**Exercise brief**
Repeat the listing in full, exactly as it stands.

**Dataset excerpts**
----
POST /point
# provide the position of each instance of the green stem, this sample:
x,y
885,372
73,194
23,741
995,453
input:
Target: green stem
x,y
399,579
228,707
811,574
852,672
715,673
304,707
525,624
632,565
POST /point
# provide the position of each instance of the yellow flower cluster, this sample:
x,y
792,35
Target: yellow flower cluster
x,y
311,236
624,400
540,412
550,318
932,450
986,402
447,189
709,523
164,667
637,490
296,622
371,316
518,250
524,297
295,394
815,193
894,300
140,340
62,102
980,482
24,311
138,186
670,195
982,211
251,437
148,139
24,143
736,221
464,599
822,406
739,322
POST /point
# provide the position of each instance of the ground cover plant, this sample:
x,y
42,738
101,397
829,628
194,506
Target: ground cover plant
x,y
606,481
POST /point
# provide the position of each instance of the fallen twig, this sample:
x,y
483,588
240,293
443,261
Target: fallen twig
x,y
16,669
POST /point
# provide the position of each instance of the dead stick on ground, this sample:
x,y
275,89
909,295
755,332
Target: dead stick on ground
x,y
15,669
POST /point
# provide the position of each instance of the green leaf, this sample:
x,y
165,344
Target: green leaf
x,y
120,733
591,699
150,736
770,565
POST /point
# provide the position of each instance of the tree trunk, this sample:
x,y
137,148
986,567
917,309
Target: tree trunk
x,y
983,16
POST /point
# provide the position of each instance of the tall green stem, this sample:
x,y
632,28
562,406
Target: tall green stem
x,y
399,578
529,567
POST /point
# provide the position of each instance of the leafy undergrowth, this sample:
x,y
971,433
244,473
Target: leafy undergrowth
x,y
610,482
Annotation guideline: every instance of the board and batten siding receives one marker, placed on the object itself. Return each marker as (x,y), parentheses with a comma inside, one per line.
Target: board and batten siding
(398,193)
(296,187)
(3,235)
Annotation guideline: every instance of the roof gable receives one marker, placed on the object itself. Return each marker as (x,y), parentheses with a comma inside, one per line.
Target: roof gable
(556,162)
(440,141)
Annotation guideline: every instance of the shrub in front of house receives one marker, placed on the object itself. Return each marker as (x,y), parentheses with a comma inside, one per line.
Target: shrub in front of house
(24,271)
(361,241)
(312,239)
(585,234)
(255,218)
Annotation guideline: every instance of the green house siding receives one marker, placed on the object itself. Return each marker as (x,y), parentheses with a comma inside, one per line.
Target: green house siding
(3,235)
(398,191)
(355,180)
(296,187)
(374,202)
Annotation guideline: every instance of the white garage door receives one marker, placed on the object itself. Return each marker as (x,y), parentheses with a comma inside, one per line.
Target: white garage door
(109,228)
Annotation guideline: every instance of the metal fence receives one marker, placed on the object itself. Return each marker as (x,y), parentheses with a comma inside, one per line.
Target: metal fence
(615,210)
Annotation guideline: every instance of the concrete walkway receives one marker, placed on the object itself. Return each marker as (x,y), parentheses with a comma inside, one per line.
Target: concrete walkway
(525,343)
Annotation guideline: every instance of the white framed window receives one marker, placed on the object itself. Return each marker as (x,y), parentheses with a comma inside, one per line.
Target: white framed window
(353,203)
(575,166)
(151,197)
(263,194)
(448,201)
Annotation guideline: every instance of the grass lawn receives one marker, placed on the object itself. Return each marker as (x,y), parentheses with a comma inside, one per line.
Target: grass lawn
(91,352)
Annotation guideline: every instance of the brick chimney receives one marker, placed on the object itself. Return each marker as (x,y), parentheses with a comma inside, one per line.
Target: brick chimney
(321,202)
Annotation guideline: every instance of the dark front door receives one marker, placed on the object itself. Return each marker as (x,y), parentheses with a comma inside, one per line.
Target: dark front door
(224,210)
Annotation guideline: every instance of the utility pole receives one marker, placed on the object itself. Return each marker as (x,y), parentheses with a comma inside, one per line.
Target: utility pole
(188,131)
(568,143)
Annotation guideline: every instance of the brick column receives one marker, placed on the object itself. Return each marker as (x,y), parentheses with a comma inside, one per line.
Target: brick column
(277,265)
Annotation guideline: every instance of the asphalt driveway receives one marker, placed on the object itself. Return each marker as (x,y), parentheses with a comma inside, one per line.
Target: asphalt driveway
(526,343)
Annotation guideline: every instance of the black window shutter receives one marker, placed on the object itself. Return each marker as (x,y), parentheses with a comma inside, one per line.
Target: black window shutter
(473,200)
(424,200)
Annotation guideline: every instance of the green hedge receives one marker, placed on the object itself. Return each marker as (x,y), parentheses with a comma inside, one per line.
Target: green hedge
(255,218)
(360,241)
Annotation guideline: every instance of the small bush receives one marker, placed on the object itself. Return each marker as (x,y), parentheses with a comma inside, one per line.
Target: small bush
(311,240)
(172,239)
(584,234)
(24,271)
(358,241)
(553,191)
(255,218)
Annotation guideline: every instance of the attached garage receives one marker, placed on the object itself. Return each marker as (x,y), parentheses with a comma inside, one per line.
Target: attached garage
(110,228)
----
**Correct answer**
POST /point
# provide the position of each instance of the green stem, this sample:
x,y
885,372
73,194
23,741
995,453
input:
Target: green stem
x,y
399,579
228,707
811,574
852,672
715,673
304,707
525,624
632,565
POST /point
# provide the position of each instance of the yellow flower cluster, this sample:
x,y
792,35
Target: yellow flower cluster
x,y
311,236
624,400
540,412
550,318
932,450
986,402
447,189
709,523
164,667
637,490
296,622
371,316
518,250
524,297
295,394
815,193
894,300
140,340
62,102
980,482
24,311
138,186
670,195
982,211
251,437
148,139
24,143
736,221
464,599
822,406
739,322
POST /point
# provide the position of each instance of the ground cover plant, this sample:
x,y
42,738
101,397
829,628
194,506
Target: ground cover plant
x,y
606,481
POST /point
# provide the position of each instance of the fallen twig, this sample:
x,y
483,588
240,293
443,261
Target: fallen twig
x,y
16,669
POST /point
# provide the position of each instance of the dead stick on ground, this sample:
x,y
275,89
909,295
755,332
Target: dead stick on ground
x,y
15,669
POST /point
# provide the position of each instance of the green leaf, this sample:
x,y
165,344
Target: green leaf
x,y
120,733
591,699
150,736
770,565
POST /point
# provide the position of each instance of the tree trunk, this sample:
x,y
137,148
986,567
917,309
Target: tree trunk
x,y
983,16
POST /point
# provide the position of each instance of the tall green stem, this sample:
x,y
632,28
562,406
Target: tall green stem
x,y
399,578
529,567
POST /point
# provide the position of each instance of the leafy undergrowth, this sample:
x,y
971,433
244,473
Target: leafy undergrowth
x,y
610,482
Annotation guideline: every instance of the board and batten siding receives one marker, placed on the object itself. Return each marker as (x,y), parentheses with a comma inside, one per line.
Target: board and batten siding
(398,193)
(296,187)
(3,235)
Annotation guideline: every instance of the roof gable receives one marker, placed on the object itself. Return each marker as (x,y), parentheses with a comma inside, one per line.
Target: roof gable
(556,162)
(440,141)
Annotation guideline: every instance of the shrub in front of house receives one marker, placed on the object itself. Return each marker as (x,y), parentheses with a comma inside, one per line.
Target: shrub in front of house
(24,271)
(361,241)
(312,239)
(585,234)
(255,218)
Annotation guideline: every instance of the green house siding receives one marker, placed on the object itself. Return each marker as (x,y), parentheses with a comma inside, one per line.
Target: green house siding
(3,235)
(398,191)
(355,180)
(296,187)
(374,202)
Annotation guideline: every instance of the white garage door receives one marker, placed on the object itself. Return each marker as (x,y), parentheses with a comma inside, one per line.
Target: white garage door
(109,228)
Annotation guideline: every instance of the metal fence receives one marker, placed on the object itself. Return each marker as (x,y), parentheses with a comma inside, one per line.
Target: metal fence
(615,210)
Annotation guideline: every instance of the concrete walkway receives one marker, placed on the object itself. Return each marker as (x,y), parentheses with a comma inside, one per line.
Target: concrete walkway
(525,343)
Annotation guideline: every instance of the white framed window receives one marker, placed on the object itself. Return each marker as (x,y), parentheses with a comma inside, one per line.
Target: white framed window
(353,203)
(575,166)
(151,197)
(263,194)
(448,201)
Annotation guideline: every instance of the grass lawn receives one marker, placed on the object itself. Return each marker as (x,y), parentheses with a comma inside, one per line.
Target: grass lawn
(91,352)
Annotation guideline: every instance of the brick chimney receives one marker, placed on the object itself. Return each marker as (x,y), parentheses with a comma inside, one per line.
Target: brick chimney
(321,202)
Annotation guideline: every instance of the dark front door receives one marker, placed on the object itself. Return each marker as (x,y), parentheses with a comma inside, one per line.
Target: dark front door
(224,210)
Annotation guideline: every instance of the utility pole receives one marker, placed on the object itself. Return each marker as (x,y), parentheses with a comma inside, one per line.
Target: utility pole
(188,131)
(568,143)
Annotation guideline: every instance of the brick column receives one marker, placed on the object itself. Return each marker as (x,y), parentheses with a comma inside, one per line.
Target: brick column
(277,265)
Annotation guideline: every instance of the asphalt driveway receives one marker, placed on the object itself. Return each marker as (x,y), parentheses with a comma inside, one per line.
Target: asphalt driveway
(526,343)
Annotation guideline: every instance of the black window shutter receives one marker, placed on the object itself. Return each marker as (x,y), parentheses with a comma inside, one per line.
Target: black window shutter
(473,200)
(424,200)
Annotation guideline: every instance of the green hedge receives one marker, placed on the object itself. Return each marker as (x,y), parentheses with a comma inside, one per line.
Target: green hedge
(255,218)
(360,241)
Annotation guideline: every instance of the small bush receives one marker, placed on the object itself. Return each marker as (x,y), parentheses with a comma inside, one per line.
Target: small bush
(311,240)
(172,239)
(584,234)
(24,271)
(358,241)
(553,191)
(255,218)
Annotation guideline: every instance of the attached garage receives one marker, placed on the object itself. Return each marker as (x,y), parentheses with a comma inside, one per line.
Target: attached garage
(110,228)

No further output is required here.